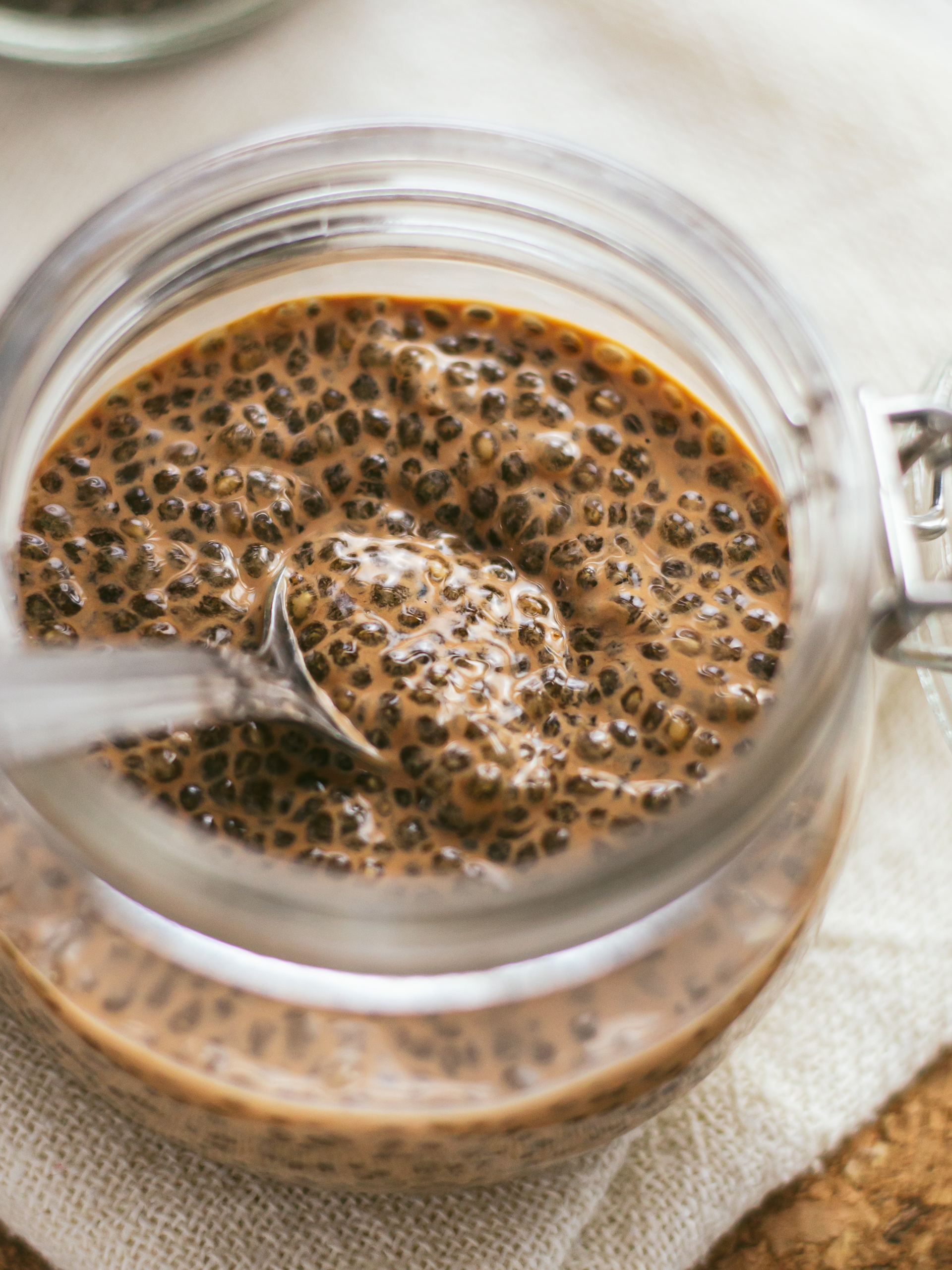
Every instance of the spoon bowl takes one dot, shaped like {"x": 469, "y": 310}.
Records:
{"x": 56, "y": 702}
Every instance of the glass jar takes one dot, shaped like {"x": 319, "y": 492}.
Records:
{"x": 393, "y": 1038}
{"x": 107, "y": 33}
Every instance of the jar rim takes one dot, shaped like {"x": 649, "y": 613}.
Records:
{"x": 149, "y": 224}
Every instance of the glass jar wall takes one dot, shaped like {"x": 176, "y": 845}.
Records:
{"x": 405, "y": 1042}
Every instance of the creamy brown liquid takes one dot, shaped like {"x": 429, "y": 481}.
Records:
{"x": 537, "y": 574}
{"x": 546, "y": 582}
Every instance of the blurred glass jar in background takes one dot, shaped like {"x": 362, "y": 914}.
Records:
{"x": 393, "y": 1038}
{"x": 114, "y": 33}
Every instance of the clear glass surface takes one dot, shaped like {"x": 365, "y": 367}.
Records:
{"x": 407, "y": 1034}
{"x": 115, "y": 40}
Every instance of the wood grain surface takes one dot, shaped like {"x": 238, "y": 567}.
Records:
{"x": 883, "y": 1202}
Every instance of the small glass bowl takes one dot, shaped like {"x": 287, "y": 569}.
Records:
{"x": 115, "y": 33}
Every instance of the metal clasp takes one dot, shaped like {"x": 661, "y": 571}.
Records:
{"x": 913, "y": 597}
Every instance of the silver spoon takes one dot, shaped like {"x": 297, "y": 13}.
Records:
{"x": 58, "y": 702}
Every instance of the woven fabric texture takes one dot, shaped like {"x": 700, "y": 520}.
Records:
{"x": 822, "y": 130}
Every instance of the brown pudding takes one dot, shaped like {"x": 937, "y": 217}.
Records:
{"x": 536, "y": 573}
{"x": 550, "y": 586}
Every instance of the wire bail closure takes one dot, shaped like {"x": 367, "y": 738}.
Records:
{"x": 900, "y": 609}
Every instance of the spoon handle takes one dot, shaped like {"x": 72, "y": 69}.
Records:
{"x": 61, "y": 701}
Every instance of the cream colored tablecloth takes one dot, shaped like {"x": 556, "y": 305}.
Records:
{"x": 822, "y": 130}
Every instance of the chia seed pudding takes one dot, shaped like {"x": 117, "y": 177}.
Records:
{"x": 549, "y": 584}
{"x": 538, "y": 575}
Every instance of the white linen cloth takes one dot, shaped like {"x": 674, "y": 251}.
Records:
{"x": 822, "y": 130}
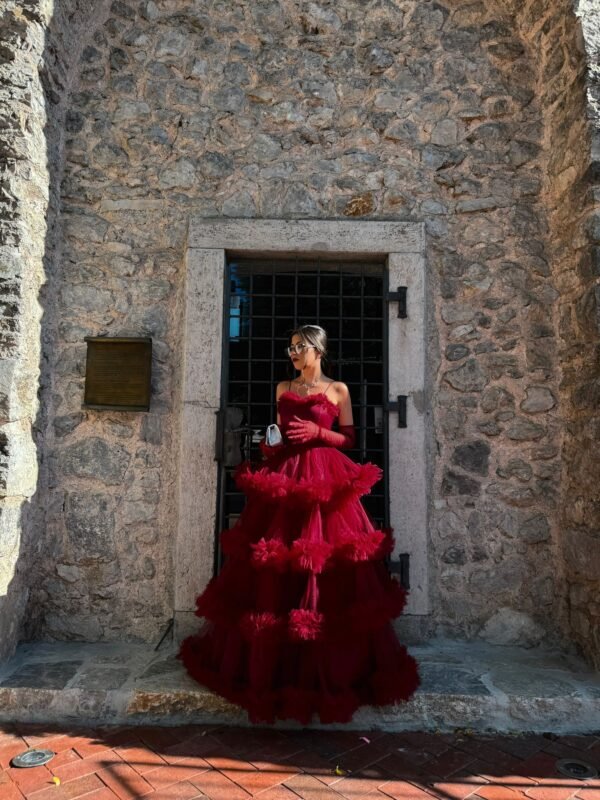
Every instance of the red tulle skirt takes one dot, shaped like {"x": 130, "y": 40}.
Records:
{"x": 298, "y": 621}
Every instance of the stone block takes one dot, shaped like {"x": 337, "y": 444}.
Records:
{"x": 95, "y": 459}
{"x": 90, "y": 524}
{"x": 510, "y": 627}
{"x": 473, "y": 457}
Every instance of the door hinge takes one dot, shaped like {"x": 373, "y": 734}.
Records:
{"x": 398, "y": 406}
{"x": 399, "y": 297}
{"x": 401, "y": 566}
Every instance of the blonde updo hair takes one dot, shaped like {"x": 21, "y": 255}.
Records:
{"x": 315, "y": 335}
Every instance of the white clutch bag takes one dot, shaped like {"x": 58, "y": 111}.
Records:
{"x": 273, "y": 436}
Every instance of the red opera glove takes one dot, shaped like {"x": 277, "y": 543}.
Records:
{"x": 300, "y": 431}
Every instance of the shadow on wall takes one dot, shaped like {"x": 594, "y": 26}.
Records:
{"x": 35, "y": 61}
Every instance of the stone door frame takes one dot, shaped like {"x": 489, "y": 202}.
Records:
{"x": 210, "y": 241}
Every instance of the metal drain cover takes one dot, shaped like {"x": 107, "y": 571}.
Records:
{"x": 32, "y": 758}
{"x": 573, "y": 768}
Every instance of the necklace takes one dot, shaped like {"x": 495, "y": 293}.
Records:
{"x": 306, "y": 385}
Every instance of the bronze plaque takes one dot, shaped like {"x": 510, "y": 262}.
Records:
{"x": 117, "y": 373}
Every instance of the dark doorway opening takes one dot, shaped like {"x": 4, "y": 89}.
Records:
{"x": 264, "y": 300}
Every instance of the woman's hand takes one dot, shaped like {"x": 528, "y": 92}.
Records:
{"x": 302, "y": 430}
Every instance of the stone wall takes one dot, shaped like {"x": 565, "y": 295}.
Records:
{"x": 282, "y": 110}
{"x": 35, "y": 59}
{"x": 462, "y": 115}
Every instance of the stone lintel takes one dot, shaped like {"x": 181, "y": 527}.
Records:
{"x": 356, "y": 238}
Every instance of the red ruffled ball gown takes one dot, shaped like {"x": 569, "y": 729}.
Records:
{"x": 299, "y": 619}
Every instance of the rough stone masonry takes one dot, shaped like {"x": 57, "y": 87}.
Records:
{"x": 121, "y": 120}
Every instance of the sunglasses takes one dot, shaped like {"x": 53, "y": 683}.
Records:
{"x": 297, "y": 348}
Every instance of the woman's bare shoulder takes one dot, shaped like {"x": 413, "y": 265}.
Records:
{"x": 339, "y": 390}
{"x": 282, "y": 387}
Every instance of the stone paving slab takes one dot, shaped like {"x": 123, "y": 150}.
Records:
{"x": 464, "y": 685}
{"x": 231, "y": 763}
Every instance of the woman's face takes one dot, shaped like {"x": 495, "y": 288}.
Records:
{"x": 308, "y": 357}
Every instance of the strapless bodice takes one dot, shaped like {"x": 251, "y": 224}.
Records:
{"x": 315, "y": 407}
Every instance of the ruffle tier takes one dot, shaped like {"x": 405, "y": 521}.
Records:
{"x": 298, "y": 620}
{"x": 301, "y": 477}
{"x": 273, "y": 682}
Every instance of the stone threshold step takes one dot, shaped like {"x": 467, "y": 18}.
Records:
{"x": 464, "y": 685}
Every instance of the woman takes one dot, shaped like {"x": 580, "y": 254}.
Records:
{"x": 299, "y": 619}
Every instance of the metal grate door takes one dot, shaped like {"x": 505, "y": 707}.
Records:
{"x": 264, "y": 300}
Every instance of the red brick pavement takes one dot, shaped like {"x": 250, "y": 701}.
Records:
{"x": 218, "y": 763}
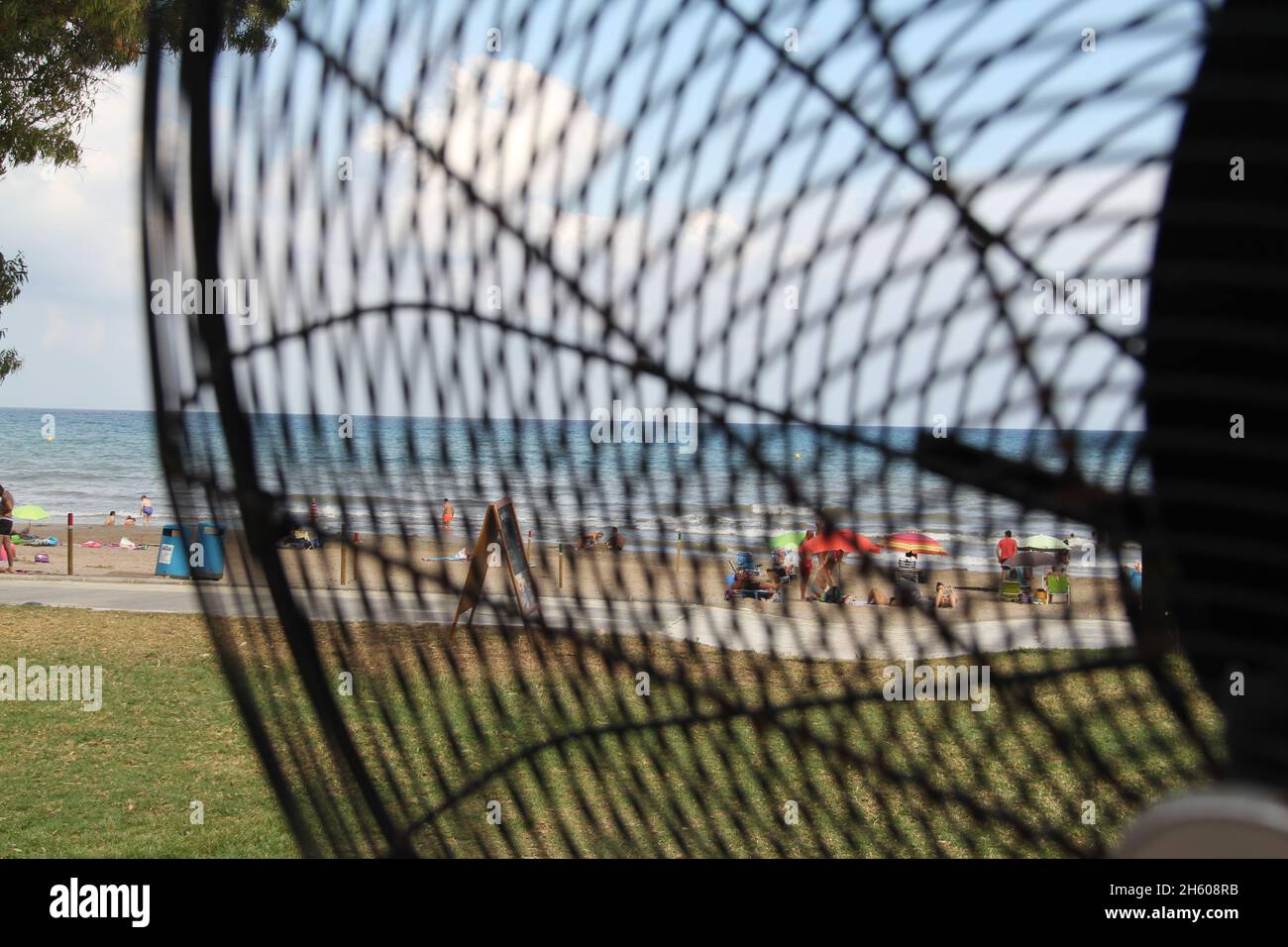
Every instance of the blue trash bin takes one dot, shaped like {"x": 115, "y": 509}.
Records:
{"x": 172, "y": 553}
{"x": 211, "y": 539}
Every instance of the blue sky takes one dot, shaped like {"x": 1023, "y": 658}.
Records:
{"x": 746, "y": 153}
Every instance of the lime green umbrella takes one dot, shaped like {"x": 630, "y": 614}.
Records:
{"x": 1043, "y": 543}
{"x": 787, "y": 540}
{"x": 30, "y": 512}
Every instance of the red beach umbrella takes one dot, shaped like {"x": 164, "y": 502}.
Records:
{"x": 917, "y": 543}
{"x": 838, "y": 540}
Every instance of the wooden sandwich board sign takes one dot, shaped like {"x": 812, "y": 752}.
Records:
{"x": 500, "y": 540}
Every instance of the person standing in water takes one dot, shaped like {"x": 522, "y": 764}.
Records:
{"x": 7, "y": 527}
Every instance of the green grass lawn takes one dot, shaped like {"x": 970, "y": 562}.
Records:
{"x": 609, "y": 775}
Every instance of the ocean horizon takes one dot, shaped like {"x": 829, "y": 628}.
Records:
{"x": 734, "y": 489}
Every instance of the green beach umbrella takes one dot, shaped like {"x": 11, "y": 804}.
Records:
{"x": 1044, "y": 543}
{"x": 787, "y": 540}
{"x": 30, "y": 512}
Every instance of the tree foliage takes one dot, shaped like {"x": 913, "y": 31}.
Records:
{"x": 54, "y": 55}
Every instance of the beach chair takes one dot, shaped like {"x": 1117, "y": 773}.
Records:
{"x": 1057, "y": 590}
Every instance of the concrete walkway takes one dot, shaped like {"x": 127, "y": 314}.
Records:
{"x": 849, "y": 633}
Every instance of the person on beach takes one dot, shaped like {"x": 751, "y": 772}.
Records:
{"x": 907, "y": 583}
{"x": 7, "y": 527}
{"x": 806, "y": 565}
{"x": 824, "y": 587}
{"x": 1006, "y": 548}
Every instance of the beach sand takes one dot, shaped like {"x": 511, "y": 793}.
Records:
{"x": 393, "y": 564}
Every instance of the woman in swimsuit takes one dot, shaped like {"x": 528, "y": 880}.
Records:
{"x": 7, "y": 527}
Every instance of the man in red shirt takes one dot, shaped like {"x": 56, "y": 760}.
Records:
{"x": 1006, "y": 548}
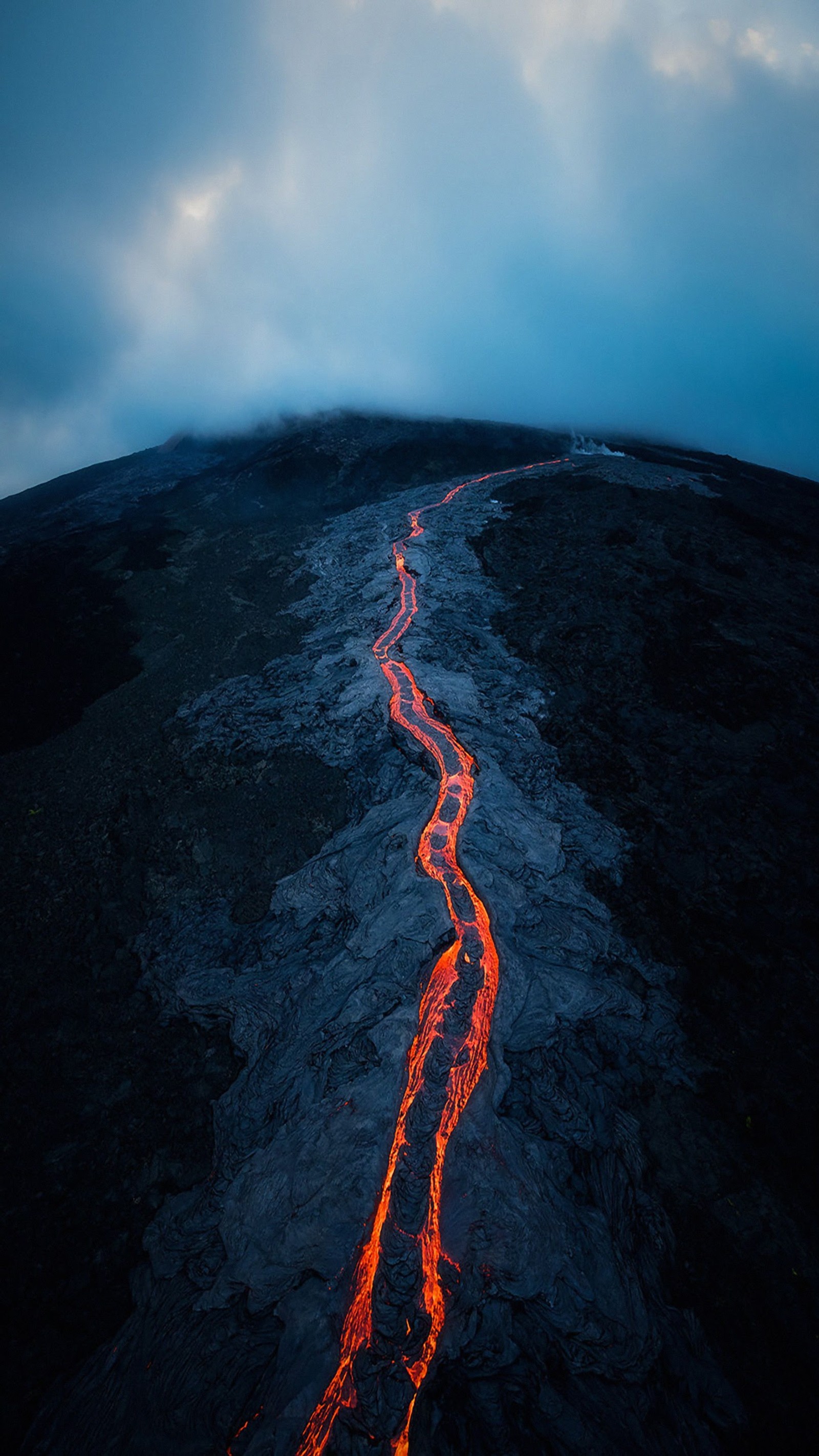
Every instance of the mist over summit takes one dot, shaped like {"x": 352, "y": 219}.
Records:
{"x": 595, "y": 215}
○ ○ ○ ○
# Work to complete:
Among the lines above, find those with the word "woman" and list them.

# The completed task:
Every instance of the woman's hand takes one dot, shaped like {"x": 528, "y": 92}.
Every instance of the woman's bare shoulder takes one dot, shaped like {"x": 413, "y": 265}.
Every instance of the woman's face takes one dot, shaped like {"x": 495, "y": 288}.
Every instance of the woman takes one dot, shaped like {"x": 580, "y": 254}.
Every instance of the woman in swimsuit takes one dot, shaped like {"x": 528, "y": 880}.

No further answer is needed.